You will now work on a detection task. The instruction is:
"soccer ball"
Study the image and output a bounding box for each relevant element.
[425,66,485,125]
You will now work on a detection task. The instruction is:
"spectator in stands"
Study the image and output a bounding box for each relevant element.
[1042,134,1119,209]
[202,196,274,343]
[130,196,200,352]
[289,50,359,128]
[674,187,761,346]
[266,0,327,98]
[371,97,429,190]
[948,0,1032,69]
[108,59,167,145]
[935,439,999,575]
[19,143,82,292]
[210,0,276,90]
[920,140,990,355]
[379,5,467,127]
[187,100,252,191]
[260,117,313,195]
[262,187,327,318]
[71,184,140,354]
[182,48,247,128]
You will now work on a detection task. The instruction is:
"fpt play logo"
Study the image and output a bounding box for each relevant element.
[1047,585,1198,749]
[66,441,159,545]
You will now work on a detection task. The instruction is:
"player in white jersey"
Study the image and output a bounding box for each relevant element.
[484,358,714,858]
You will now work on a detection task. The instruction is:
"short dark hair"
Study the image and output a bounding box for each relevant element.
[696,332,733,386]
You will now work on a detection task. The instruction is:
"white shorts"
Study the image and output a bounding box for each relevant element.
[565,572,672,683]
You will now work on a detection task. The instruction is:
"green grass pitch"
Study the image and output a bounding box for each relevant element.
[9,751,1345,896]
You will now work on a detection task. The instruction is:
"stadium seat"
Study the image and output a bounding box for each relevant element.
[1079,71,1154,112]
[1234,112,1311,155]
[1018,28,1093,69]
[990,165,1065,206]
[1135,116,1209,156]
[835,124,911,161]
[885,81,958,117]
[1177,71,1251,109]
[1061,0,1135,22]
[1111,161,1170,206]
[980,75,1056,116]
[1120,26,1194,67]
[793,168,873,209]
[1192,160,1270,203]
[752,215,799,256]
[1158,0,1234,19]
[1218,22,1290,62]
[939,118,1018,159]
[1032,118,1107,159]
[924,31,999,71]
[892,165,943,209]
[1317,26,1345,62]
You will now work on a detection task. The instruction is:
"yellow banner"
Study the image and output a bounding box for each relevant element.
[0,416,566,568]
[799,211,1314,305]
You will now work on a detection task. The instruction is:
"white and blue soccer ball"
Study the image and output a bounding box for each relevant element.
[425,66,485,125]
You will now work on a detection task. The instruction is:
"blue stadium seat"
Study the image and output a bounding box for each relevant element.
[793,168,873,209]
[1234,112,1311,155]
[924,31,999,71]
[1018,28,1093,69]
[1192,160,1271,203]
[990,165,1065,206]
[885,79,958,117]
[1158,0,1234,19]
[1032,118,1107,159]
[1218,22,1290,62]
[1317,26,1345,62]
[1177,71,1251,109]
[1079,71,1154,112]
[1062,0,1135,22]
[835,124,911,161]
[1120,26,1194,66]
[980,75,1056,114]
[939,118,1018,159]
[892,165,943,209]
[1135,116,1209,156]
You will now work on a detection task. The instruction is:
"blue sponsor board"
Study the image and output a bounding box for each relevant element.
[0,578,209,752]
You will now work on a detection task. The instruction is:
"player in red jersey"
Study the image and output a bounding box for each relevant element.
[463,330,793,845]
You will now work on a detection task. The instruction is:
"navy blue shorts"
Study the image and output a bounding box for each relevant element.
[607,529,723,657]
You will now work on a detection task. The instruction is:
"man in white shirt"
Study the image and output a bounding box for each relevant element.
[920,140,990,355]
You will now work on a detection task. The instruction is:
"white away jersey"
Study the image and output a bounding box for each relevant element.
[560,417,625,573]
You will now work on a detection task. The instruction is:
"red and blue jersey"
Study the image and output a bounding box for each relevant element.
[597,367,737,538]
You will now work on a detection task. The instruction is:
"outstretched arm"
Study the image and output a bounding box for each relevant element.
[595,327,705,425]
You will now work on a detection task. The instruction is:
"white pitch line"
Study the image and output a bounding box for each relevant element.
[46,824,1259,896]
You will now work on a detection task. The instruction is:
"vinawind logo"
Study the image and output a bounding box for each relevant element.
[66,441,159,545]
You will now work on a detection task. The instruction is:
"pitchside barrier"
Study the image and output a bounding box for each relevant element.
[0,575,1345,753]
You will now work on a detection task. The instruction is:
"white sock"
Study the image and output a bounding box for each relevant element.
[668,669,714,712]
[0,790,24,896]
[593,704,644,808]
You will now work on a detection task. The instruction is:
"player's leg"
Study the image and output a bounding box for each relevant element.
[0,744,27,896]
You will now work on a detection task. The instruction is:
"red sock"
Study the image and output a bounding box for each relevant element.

○ ○ ○ ○ ○ ○ ○

**Given request**
Quote the material exactly, leaving nothing out.

**Exercise result**
You will now work on a detection task. The instruction is:
"soccer ball"
Study the image and output a bounding box for each relevant element.
[425,66,485,125]
You will now work on a detection task. The instruction is:
"spectator in stands"
Study the image and output a bounding box for each relevant element.
[1042,134,1119,209]
[202,196,274,343]
[130,196,200,352]
[289,50,359,128]
[674,187,761,346]
[266,0,327,98]
[371,97,429,190]
[948,0,1032,69]
[108,59,167,145]
[935,439,999,575]
[19,143,82,292]
[210,0,276,90]
[920,140,990,355]
[379,5,467,127]
[187,100,252,191]
[260,117,313,195]
[262,187,327,318]
[71,184,140,354]
[182,48,247,128]
You will now work on a detection task. The instruction is:
"fpt play logo"
Study the image and output a bounding box for each relevant element.
[1047,585,1198,749]
[66,441,159,545]
You will now work on a detection task. The instruction is:
"player in white jersey"
Study the image and output a bounding box for each relevant element.
[484,358,714,858]
You will now work on a detection task. The instruction is:
"short dark hair"
Study the image and output a bounding box for each relevant element.
[696,332,733,386]
You will now work on a detection task. The instruction is:
"white shorts"
Study the image and output a bounding box for each relevant element.
[565,572,672,683]
You will now work on a detection task. The instruction is:
"green grass pitch"
Study the image and output a bounding box for each relevant element.
[9,751,1345,896]
You will now work on a detection task. The instruction is:
"stadium seat"
Study the image and output a bounding box for each relevant element.
[1079,71,1154,112]
[1234,112,1311,155]
[1018,28,1093,69]
[990,165,1065,206]
[1135,116,1209,156]
[835,124,911,161]
[885,81,958,117]
[1177,71,1251,109]
[1061,0,1135,22]
[1111,161,1170,206]
[980,75,1056,116]
[1120,26,1194,67]
[793,168,873,209]
[1192,160,1270,203]
[752,215,799,256]
[1158,0,1234,19]
[1218,22,1290,62]
[939,118,1018,159]
[1032,118,1107,159]
[924,31,999,71]
[892,165,943,209]
[1317,26,1345,62]
You will now work on a detection task. The instruction is:
"yellow banner"
Study the image and output a bounding box for each relevant element.
[0,416,566,568]
[799,211,1314,305]
You will now work on a detection task. The instruction is:
"white and blue soccer ball"
Study the image and output a bounding box for each relevant element.
[425,66,485,125]
You will now work on a detection task. The instruction is:
"blue stadium seat"
Study the image and output a bounding box for each relevant element.
[793,168,873,209]
[1234,112,1311,155]
[924,31,999,71]
[1018,28,1093,69]
[1192,160,1271,203]
[990,165,1065,206]
[885,79,958,117]
[1158,0,1234,19]
[1032,118,1107,159]
[1218,22,1290,62]
[1317,26,1345,62]
[1177,71,1251,109]
[1079,71,1154,112]
[1062,0,1135,22]
[835,124,911,161]
[1120,26,1194,66]
[980,75,1056,114]
[939,118,1018,159]
[892,165,943,209]
[1135,116,1209,156]
You will now work on a detection task. The instruction is:
"blue sponsor board"
Study the image and output a bounding box for each relevant element.
[0,578,209,752]
You will now work on a detection task. The instruction is:
"player in red jersey"
Study the image and output a bounding box for each relevant element.
[463,330,793,845]
You will now work on a detection task. The instruction is:
"navy blue shorts"
Study the image and output a bounding box for each relevant element.
[607,529,723,657]
You will now work on a detection task. The instruction is:
"man in white shirt"
Study the image and output a bounding box for each relevant element.
[920,140,990,355]
You will now work on a detection task. The instruction is:
"white away jersey"
Study the image and output a bounding box for each relevant element.
[560,417,625,573]
You will now work on a detection task. The instruction is:
"red and blue jersey"
Study the image and output a bounding box for each relevant element.
[597,367,737,538]
You will now work on a detection task. The instruction is:
"outstretched arm"
Study the image and output a bounding box for each relevant element.
[595,327,705,425]
You will now work on a detection task. The instruction is:
"white pitch line"
Study the image and output a bounding box for each relevant element.
[46,824,1259,896]
You will now work on a detection task. The instruction is:
"vinawind logo"
Study the image and output a bounding box for each relevant element.
[66,441,159,545]
You will now work on a detection task. The instruction is:
"pitchside barrier"
Study the image and output a bounding box for each relevant element.
[0,575,1345,753]
You will now work on a detection task. The instruction is:
"white sock"
Study the image and output a bounding box for each relevant element.
[668,669,714,712]
[0,790,24,896]
[593,704,644,808]
You will now work on a detection task. The instruction is:
"player's leg"
Study the image and output a bounding box for each relevant element.
[0,744,27,896]
You will now work on a detection task. The instruction is:
"red sock"
Study the image and output a bounding box for each relevant element.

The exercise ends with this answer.